*Brano selezionato:*

Solo così cresce il desiderio di conoscere e
sentire sempre di più, di proseguire oltre e di capire più profondamente il
mistero dell’Altro (montagna).
La pedagogia della
montagna è il passaggio “obbligato” che deve essere affrontato per fare in modo
che le scelte e le azioni finalizzate alla cura di sé attraverso la
frequentazione della montagna si intreccino, dialoghino, abbraccino la montagna
stessa attraverso la consapevolezza, i comportamenti, le prese di posizione,
anche pubbliche, per il suo rispetto, la sua tutela e salvaguardia.
“Le montagne sono
una sorta di miracolo: suscitano i sentimenti più disparati, riempiono di idee,
spingono ad imprese, incuriosiscono, incutono paure, dissetano necessità.”

*Materiale raccolto:*
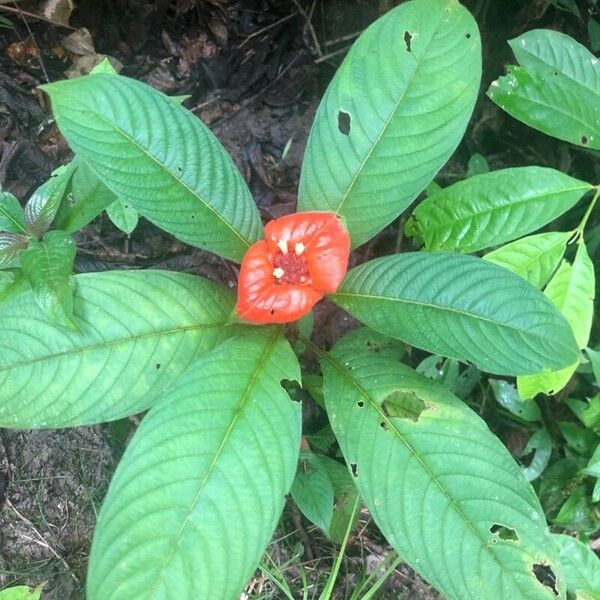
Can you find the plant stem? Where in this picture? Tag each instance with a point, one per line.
(588, 212)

*Compito 1:* Nella citazione riportata nel brano sulla pedagogia della montagna, che cosa sono le montagne?
*Compito 2:* Porta avanti il brano sulla pedagogia della montagna a partire dall'ultima frase riportata.
Il materiale non ha alcun legame con il brano.

*Risposta 1:* Una sorta di miracolo.

*Risposta 2:*
Scrive il giornalista Enrico Martinet.
La pedagogia della
montagna è una proposta, una sollecitazione: un invito a viverla. Ma non come
senso di sfida agli elementi, di una volontà di dominio, di potenza o di
bisogno di consumo; ma solo di corrispondenza, di confronto, di dialogo, di
rispetto.
La pedagogia della
montagna è un approccio delicato e dedicato alla conoscenza dell’ambiente
alpino. Imparare un territorio è viverlo e la sua memoria è il frutto
dell’esperienza.
Pedagogia della
montagna non è solo la sfida che consiste nell’affrontare il mondo delle terre
alte, ma sta nel riconoscerlo. Pareti, cime, ghiacciai, nevai, fiori, piante,
pascoli, alpeggi, sentieri e accenni di sentieri. E’ l’esperienza da vivere per
“sentirsi parte” di ciò che osservo, tocco, su cui cammino, arrampico. E
l’esperienza di ritrovare i propri sensi: il vento freddo di masse glaciali,
l’irradiazione dei massi, l’odore forte di erbe, l’udire il silenzio che
pervade i boschi, porre attenzione a dove metto i piedi, a prestare interesse
per quell’alpeggio, quella baita, quel muretto a secco.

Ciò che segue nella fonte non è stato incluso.